PASSAGE PROVIDED:
○ ○ ○ ○ ○

As a reminder, this plan reflects the contributions from customers under signed ESAs for five large projects. Furthermore, we continue to make strong progress with several additional large customers and expect to execute at least one more ESA in 2026, whose load and capacity served could represent upside to this five-year forecast and, importantly, well into the next decade. As David described, we will continue working in a measured fashion through our massive pipeline of prospective customers to build on the success we have achieved thus far. Let us briefly touch on slide 14. This slide highlights our strong load growth profile, which has been further strengthened by today’s large customer announcements.
As indicated on the chart, the large load customer ramps are already underway and will continue building in aggregate through 2030 and beyond, supporting our retail load growth CAGR of approximately 7% to 8% through 2030, up from our previous forecast of 6%. This exceptional growth trajectory, anchored by long-term contracts and clear parameters on monthly billings, provides significant visibility into our earnings growth and cash flow streams. Importantly, we now expect load growth ranging from 6% to 11% in each of our three utilities over the next five years, paving the way for affordability benefits for customers across our service areas.
Let us conclude on slide 15 by summarizing the key updates to the plan we shared with you in February. As previously mentioned, we now anticipate higher load growth and higher revenues for our entire 2026 through 2030 forecast as a result of the fifth ESA we announced today and amendments to two previously signed ESAs. Our forecasted 2025 through 2030 retail load growth CAGR is now approximately 7% to 8%, up from our prior forecast of 6%. The amended ESAs accelerate revenue earlier than our previous plan, and the fifth ESA will begin contributing in early 2027.
Regarding our potential upside to the five-year capital plan, we will soon file our integrated resource plans in Missouri and Kansas, which will outline the generation capacity projects needed to serve our projected peak load profile for customers that have been signed to date. This current view of generation needs is referred to as the preferred plan in those IRPs. The preferred plan will represent modest upside to our $21.6 billion capital investment plan, taking our projected rate base CAGR to approximately 12% compared to our previous disclosure of 11.5%.
These IRPs will also articulate the dynamic nature of our customer pipeline and load growth projections, which could require additional capital projects beyond what will be shown in the preferred plan as our business evolves in the months and years ahead. As it relates to our EPS outlook, we are reaffirming our 2026 adjusted EPS guidance midpoint of $4.24. For 2027 through 2030, all years are now strengthened, and we expect annual earnings growth to exceed 8% beginning in 2028 with an upward bias from the ESA additions announced today.
As David discussed on our fourth quarter call, for the later years in our forecast period, we continue to estimate a 250 basis points delta between rate base growth and EPS growth, which is now compared against the approximate 12% rate base CAGR that I have described earlier. The benefits of the recently signed and amended ESAs also strengthen our credit metrics. In comparison to an estimated 14% FFO-to-debt forecast we disclosed on our February call, we now anticipate higher FFO-to-debt across the entire five-year forecast. From 2026 to 2028, we expect to be in the range of 14% to 15%, further strengthening thereafter as our large customers ramp towards their peak load.

○ ○ ○ ○ ○

WRITTEN TASKS:
1. Condense the paragraph of the earnings call remarks that begins "Let us conclude on slide 15" into a bulleted list, keeping its main facts.
2. For each statement, say whether the earnings call remarks agree (yes or no), and quote the exact words that decide it: (a) The fifth ESA will begin contributing in early 2027. (b) The previous forecast for retail load growth CAGR was 8%. (c) The 2026 adjusted EPS guidance midpoint has been raised.
3. Update a section of the earnings call remarks by replacing "credit metrics" with "financial metrics". Begin at the words "As David discussed" and stop after "their peak load.".

[Point-based annotation data]
○ ○ ○ ○ ○

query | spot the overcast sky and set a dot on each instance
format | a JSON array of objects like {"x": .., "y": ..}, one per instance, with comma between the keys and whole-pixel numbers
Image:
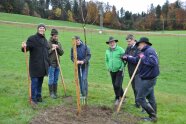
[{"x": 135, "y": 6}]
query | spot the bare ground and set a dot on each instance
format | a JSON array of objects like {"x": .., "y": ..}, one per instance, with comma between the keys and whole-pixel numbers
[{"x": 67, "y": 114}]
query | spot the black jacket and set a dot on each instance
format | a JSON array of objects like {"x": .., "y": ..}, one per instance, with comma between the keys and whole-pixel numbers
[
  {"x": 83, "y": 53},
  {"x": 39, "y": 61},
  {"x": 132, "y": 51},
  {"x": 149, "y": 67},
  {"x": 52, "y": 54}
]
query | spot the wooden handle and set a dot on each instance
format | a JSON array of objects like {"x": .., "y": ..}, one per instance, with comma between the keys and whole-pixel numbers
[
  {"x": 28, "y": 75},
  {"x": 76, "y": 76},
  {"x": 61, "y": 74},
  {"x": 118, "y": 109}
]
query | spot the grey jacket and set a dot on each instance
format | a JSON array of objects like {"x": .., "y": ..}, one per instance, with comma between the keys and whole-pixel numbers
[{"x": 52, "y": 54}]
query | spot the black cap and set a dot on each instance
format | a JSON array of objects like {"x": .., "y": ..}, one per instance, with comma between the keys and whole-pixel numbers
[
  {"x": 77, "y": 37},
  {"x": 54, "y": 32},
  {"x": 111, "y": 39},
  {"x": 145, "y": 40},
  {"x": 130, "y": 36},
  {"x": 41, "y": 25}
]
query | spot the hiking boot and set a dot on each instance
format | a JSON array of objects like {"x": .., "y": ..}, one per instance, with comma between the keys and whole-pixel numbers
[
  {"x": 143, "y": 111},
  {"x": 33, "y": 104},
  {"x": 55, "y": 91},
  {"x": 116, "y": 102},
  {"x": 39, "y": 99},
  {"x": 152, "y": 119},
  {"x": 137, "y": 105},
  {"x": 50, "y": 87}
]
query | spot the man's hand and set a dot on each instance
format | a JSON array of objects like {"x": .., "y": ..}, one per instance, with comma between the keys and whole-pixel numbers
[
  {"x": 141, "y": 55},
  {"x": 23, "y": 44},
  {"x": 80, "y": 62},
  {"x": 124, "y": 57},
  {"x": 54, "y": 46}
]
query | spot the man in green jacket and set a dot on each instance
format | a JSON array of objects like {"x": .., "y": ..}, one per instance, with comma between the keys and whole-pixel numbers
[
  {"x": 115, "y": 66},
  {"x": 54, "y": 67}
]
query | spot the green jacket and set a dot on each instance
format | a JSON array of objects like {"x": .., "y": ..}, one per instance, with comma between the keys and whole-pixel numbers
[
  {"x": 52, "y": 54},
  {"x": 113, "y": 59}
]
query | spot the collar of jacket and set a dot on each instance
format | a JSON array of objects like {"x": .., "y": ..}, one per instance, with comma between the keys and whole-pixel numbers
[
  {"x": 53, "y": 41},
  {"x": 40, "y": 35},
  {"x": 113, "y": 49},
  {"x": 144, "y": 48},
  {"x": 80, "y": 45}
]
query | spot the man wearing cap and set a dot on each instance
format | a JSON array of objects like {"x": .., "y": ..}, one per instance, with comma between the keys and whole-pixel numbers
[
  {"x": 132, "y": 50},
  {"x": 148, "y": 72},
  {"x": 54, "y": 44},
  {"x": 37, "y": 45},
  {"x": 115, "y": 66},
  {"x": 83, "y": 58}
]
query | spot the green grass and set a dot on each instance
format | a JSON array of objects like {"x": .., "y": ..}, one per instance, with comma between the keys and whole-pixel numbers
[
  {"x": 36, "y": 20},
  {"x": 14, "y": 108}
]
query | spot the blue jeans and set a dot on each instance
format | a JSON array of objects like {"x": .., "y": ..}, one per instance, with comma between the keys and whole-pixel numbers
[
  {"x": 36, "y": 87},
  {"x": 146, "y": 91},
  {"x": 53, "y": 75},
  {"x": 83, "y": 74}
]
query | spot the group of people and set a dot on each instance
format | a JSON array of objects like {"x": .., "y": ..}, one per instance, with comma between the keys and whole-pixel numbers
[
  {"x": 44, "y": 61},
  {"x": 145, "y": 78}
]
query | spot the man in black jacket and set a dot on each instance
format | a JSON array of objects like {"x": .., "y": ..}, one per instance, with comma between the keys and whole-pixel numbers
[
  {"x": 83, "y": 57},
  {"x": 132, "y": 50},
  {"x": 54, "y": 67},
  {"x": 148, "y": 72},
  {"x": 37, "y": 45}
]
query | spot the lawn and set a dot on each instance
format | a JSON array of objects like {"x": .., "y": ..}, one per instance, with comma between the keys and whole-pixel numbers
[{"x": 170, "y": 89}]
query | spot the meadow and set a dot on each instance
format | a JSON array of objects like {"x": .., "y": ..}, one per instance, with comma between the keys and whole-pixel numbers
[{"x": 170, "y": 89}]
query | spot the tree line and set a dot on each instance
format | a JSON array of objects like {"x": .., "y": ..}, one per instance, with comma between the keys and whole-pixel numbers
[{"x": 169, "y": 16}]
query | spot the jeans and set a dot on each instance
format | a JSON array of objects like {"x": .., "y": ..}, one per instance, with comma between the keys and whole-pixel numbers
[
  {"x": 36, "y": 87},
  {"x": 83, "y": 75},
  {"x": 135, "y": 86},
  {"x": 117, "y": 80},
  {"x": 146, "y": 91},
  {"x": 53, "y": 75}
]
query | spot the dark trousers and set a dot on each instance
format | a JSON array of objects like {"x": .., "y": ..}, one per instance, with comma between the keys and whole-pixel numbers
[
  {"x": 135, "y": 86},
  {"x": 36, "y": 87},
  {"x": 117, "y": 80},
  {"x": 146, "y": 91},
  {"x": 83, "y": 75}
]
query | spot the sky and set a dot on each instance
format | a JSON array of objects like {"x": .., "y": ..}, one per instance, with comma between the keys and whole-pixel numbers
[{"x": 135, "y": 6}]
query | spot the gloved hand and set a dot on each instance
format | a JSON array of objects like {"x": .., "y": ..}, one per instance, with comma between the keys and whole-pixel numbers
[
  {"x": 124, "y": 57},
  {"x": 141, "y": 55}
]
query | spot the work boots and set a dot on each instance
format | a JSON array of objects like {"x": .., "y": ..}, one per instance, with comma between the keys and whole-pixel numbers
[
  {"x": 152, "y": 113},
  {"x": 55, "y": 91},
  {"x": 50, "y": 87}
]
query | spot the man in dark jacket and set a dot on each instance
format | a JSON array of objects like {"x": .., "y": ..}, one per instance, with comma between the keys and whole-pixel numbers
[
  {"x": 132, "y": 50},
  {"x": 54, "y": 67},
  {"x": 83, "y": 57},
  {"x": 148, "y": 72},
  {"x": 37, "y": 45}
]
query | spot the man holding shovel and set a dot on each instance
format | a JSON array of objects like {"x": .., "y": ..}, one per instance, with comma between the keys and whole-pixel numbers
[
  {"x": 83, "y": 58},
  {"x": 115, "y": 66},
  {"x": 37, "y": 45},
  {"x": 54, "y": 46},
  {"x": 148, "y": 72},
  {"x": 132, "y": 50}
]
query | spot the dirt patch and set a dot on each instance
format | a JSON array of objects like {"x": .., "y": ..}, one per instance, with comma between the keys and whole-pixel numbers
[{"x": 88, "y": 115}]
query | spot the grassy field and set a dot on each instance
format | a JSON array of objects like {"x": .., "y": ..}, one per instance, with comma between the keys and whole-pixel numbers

○ ○ ○ ○ ○

TASK SOLUTIONS:
1.
- Slide 15 summarizes the key updates to the plan shared in February.
- Higher load growth and higher revenues are now expected for the entire 2026 through 2030 forecast because of the fifth ESA announced today and amendments to two previously signed ESAs.
- The forecasted 2025 through 2030 retail load growth CAGR is now approximately 7% to 8%, up from the prior forecast of 6%.
- The amended ESAs accelerate revenue earlier than the previous plan.
- The fifth ESA will begin contributing in early 2027.

2.
(a) Yes: "the fifth ESA will begin contributing in early 2027."
(b) No: "up from our previous forecast of 6%."
(c) No: "we are reaffirming our 2026 adjusted EPS guidance midpoint of $4.24."

3.
As David discussed on our fourth quarter call, for the later years in our forecast period, we continue to estimate a 250 basis points delta between rate base growth and EPS growth, which is now compared against the approximate 12% rate base CAGR that I have described earlier. The benefits of the recently signed and amended ESAs also strengthen our financial metrics. In comparison to an estimated 14% FFO-to-debt forecast we disclosed on our February call, we now anticipate higher FFO-to-debt across the entire five-year forecast. From 2026 to 2028, we expect to be in the range of 14% to 15%, further strengthening thereafter as our large customers ramp towards their peak load.